* Task details: Decide whether each statement agrees with the article on Labrador's opposition to the Sual power plant: 1. Councilor Zoilo Rosario II introduced the resolution. 2. Labrador is the host municipality of the proposed plant. 3. The barangay of Tobuan lies about five kilometers from the site. Answer yes or no for each and quote the deciding words of the article.

* Exercise text:
Labrador LGU opposes new Sual power plant

By June 4, 2018Headlines, News

SUAL—The new coal-fired power plant proposed to be built by a Korean company in Baquioen Bay, Sual is not a welcome development for the government of adjacent Labrador town.

This was gleaned from the SB Resolution No. 015-2018 adopted during the regular session of the 9th Sangguniang Bayan of Labrador last April 23 presided over by Vice Mayor Artemio I. Arenas.

The resolution strongly opposing the establishment of the coal-fired power plant was introduced by Councilor Zoilo Rosario II and sponsored jointly by Councilors Mark Arthur S. Camacho, Simaco Sison, Angelo Mislang and Ajie Valencia.

The resolution said that even if the municipality of Labrador is not the host municipality to the proposed coal-fired power plant, its neighboring coastal barangay of Tobuan, which is only two kilometers from the site and is dependent on the fishing industry, “will be greatly affected”.

The ash flow and other metallic elements such as mercury, lead, and cadmium that will be released by the proposed plant’s water boilers and thereby “result in the depletion of marine resources,” the resolution said.

The municipal council fears that Labrador, the nearby municipality of Sual, will become the catch basin of the different environmental pollutants, whether in the form of air, terrestrial and water that the new coal-fired power plant will emit, thus affecting the tourism, fishing and agriculture industry of the municipality.

In opposing the new Sual coal-fired power plant, the town’s municipal council said the reported measures to mitigate the expected environmental effects, most especially the ill effects to the health of the people, have not been properly installed which makes the project a threat to the populace’s health.

The council cited scientific studies that showed that coal-fired power plants are responsible for the release of over 85 percent of total global carbon dioxide emission which was tagged as a prime contributor to global warming.

Emissions from the power plant are said to contain tens of dozens of toxic chemicals every day, which are a major threat to human health and the environment.

It said there are alternative ways to generate energy—such as wind, solar power, bio-energy, among others—that are more environment-friendly and which the project proponent can undertake without sacrificing the environment, the health and livelihood of the people and the business within the coastal barangays of the municipality of Labrador that rely heavily on tourism and in fishing.

The new coal-fired power plant, costing millions of dollars, could be the second coal-fired power plant in Sual.

Meanwhile, members of the Sangguniang Panlalawigan conducted an ocular inspection of the site of a proposed solar energy field in San Manuel to be put up by a business consortium along with foreign investors in San Manuel town.

* Data excerpts:

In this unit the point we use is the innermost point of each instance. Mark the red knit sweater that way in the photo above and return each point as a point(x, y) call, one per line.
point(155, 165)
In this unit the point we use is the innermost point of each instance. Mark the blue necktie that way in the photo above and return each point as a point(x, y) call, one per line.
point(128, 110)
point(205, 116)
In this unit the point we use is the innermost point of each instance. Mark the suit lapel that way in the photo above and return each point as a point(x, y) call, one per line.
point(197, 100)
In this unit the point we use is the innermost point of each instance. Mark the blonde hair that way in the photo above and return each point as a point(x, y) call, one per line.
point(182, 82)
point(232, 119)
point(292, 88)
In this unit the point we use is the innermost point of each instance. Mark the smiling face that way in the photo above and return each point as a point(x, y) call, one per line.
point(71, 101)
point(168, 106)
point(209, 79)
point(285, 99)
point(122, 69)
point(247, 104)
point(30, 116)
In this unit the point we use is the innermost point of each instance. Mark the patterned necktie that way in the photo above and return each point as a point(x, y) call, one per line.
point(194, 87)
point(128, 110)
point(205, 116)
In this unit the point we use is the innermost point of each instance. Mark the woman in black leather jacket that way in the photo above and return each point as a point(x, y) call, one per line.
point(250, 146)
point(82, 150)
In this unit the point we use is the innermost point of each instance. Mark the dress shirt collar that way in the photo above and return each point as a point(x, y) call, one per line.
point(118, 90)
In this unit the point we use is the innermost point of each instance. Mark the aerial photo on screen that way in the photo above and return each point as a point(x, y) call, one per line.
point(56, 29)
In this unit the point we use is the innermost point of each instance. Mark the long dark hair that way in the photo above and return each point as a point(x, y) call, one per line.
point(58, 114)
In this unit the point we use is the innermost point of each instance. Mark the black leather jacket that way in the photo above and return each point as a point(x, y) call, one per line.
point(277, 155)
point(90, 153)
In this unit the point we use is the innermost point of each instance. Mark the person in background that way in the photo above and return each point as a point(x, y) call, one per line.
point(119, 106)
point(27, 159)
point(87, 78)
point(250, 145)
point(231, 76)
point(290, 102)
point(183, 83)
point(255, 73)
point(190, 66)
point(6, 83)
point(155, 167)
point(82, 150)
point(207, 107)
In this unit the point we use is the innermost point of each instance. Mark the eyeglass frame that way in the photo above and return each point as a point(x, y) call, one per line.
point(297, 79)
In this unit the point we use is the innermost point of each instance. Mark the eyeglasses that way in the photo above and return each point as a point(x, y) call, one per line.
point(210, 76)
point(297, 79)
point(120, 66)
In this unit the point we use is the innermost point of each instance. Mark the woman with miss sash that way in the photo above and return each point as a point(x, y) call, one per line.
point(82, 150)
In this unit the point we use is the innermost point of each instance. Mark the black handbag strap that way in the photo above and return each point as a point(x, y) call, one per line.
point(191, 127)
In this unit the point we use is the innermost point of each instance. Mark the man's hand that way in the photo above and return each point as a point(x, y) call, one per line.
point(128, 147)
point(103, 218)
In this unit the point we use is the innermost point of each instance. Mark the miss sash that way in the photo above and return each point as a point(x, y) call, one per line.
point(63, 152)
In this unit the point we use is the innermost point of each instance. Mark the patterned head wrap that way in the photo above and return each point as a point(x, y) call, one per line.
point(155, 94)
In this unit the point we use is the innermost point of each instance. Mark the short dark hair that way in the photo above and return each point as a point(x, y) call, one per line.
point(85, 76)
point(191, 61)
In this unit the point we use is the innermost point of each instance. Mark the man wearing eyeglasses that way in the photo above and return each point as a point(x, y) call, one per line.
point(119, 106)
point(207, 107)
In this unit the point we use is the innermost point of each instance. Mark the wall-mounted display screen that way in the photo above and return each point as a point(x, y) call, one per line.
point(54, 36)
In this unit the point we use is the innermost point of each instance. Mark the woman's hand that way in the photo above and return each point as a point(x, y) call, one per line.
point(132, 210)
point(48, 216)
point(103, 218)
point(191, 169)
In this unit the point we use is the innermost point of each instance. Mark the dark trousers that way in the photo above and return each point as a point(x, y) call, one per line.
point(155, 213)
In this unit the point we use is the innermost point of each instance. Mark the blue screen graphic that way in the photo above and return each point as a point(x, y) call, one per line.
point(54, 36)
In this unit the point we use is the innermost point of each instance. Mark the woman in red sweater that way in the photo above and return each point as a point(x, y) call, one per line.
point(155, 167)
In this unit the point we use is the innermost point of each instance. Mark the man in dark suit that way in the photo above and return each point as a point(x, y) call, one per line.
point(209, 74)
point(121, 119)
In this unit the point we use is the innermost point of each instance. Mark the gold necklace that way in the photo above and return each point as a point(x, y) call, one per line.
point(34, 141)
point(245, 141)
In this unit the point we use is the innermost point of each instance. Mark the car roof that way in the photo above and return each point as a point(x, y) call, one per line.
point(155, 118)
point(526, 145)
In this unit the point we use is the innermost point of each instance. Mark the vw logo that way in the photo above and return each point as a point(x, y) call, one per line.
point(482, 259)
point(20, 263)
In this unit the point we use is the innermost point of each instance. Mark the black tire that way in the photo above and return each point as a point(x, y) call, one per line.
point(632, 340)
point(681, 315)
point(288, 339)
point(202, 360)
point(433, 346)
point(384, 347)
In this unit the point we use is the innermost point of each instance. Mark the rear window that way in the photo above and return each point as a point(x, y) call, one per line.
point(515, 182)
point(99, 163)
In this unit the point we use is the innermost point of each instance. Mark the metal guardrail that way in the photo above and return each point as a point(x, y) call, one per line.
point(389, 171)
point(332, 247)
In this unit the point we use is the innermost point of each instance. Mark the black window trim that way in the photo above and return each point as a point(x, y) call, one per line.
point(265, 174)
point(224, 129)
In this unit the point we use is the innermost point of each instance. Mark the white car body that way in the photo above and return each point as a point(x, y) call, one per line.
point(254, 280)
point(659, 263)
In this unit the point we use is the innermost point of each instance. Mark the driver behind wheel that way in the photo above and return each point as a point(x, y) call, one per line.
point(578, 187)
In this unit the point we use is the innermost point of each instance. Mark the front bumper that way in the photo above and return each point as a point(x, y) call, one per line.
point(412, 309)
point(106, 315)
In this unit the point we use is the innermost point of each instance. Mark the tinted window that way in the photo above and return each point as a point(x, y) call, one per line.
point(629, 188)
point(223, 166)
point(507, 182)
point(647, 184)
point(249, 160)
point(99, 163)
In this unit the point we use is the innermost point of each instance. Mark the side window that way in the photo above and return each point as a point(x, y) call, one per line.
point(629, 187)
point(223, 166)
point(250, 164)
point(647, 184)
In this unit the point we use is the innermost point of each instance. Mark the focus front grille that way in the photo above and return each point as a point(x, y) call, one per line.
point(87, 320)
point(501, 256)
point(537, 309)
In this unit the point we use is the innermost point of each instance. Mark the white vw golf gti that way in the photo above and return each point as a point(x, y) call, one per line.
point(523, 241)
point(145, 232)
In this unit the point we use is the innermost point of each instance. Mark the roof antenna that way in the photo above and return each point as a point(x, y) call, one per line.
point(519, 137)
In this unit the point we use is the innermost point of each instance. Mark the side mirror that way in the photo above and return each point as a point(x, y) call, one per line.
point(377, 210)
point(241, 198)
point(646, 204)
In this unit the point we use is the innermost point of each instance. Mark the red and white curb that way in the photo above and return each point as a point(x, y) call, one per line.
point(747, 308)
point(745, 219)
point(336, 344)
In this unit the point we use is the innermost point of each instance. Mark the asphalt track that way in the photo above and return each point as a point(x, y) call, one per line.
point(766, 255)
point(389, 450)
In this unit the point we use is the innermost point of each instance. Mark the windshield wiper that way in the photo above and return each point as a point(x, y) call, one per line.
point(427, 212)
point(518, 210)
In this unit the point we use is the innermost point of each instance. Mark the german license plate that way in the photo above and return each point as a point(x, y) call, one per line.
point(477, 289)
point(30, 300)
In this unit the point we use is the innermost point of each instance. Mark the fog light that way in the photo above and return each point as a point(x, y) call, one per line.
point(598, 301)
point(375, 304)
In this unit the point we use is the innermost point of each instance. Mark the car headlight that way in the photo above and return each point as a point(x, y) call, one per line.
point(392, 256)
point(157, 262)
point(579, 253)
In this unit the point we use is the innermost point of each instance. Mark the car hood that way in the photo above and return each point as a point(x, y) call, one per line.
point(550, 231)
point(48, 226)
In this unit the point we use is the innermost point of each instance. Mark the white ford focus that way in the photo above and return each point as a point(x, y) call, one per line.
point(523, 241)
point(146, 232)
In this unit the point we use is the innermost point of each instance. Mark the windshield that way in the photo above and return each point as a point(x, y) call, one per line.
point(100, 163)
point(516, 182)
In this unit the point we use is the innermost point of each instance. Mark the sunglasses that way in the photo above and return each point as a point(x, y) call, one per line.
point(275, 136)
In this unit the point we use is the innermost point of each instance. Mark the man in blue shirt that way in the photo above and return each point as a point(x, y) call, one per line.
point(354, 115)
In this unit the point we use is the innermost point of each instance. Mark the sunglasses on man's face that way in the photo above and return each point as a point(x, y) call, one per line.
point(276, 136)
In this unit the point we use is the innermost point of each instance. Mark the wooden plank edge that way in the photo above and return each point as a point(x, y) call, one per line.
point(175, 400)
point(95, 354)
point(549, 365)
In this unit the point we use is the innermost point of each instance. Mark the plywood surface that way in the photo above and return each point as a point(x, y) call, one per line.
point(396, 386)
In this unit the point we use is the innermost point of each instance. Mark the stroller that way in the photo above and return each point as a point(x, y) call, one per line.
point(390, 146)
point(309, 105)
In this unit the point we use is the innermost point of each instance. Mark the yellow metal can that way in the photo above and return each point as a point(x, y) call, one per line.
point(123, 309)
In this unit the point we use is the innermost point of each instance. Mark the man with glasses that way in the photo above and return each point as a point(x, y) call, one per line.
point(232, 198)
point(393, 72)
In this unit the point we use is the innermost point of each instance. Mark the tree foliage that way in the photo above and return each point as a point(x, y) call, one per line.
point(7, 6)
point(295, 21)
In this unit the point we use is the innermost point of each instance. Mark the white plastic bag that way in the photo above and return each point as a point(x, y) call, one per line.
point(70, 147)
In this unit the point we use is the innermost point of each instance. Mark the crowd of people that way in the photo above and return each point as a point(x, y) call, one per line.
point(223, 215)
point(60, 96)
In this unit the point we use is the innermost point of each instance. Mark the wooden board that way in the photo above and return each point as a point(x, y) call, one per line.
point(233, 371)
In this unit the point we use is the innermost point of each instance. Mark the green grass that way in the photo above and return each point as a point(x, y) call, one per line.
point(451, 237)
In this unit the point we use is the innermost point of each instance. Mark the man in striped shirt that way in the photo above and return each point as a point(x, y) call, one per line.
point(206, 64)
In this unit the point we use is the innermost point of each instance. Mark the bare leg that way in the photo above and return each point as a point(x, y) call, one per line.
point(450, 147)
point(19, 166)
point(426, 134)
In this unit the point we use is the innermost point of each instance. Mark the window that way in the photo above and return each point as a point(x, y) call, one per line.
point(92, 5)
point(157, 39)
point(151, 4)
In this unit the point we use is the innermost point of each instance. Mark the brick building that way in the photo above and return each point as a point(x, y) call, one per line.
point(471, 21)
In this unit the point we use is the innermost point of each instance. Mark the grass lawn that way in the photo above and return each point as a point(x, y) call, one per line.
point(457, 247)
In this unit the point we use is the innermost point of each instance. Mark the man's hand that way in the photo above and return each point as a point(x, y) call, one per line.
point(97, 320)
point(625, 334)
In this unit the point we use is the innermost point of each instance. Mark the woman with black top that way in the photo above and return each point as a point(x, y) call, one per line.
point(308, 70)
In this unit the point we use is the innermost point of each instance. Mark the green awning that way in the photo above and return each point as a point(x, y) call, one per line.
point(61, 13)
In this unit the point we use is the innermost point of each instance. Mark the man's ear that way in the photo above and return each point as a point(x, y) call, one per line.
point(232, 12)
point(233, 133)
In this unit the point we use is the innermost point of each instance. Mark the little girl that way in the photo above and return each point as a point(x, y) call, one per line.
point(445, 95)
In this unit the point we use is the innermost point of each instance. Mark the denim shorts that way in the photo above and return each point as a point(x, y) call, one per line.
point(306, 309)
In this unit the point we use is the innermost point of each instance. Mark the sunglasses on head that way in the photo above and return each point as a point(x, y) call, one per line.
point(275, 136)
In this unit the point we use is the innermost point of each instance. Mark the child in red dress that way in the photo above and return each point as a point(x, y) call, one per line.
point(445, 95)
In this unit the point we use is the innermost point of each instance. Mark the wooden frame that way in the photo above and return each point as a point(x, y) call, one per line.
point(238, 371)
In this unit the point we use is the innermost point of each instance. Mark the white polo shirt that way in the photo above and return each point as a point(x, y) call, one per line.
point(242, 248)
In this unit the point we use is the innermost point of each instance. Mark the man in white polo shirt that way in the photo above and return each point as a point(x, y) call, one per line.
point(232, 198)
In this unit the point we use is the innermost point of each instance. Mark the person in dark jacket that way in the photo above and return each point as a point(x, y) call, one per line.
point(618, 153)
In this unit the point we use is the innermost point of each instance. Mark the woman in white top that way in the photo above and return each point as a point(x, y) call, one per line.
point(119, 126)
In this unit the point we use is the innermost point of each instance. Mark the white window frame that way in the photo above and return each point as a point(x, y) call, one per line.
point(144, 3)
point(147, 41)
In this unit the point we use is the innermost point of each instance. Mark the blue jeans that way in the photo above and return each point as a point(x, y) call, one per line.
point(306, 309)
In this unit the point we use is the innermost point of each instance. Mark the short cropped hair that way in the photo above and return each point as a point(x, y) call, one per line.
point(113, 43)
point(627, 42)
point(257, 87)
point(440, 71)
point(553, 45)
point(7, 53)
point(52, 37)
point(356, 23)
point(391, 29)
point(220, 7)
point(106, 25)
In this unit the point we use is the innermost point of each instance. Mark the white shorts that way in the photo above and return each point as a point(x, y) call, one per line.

* Task response:
1. Yes: "was introduced by Councilor Zoilo Rosario II"
2. No: "even if the municipality of Labrador is not the host municipality to the proposed coal-fired power plant"
3. No: "which is only two kilometers from the site"